### [Aim of the task]
With the images removed, repeat the data below exactly.

### [Supplied data]
________________________________________

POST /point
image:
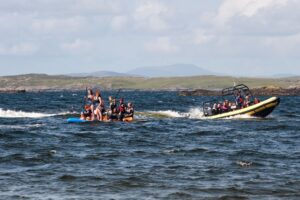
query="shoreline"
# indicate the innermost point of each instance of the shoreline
(262, 91)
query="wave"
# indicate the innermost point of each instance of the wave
(22, 114)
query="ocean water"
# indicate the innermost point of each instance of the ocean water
(169, 152)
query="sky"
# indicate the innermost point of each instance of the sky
(237, 37)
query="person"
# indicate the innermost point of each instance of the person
(233, 106)
(256, 101)
(98, 104)
(112, 110)
(86, 114)
(219, 110)
(121, 109)
(129, 111)
(247, 101)
(90, 102)
(225, 107)
(214, 109)
(239, 100)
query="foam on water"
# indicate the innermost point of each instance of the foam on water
(22, 114)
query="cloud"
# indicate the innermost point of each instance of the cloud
(201, 37)
(119, 22)
(19, 49)
(48, 25)
(247, 8)
(152, 16)
(161, 45)
(97, 6)
(77, 46)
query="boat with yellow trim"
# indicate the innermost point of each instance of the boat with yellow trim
(256, 109)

________________________________________

### [Response for this exercise]
POST /point
image:
query="shoreline"
# indicate the innermost point of each instance of the shoreline
(262, 91)
query="wave"
# indicate the innermost point of each instance of the wave
(22, 114)
query="ocean water"
# indicate the innermost point of each instance of the ocean water
(169, 152)
query="sky"
# indicate the innermost point of each instance of the sky
(237, 37)
query="person"
# indicate the innermost point of each instance of the person
(233, 106)
(256, 101)
(98, 104)
(112, 110)
(86, 114)
(219, 110)
(121, 109)
(129, 111)
(247, 101)
(90, 102)
(225, 107)
(214, 109)
(239, 100)
query="foam on water"
# indicate the innermost point of each instance of the foam on water
(22, 114)
query="cloud"
# indicate the innermost point of each instance of the cloud
(201, 37)
(119, 22)
(19, 49)
(48, 25)
(247, 8)
(152, 16)
(161, 45)
(97, 6)
(77, 46)
query="boat with yellow trim"
# indicate the innermost point of each instance of the boat with yellow trim
(256, 109)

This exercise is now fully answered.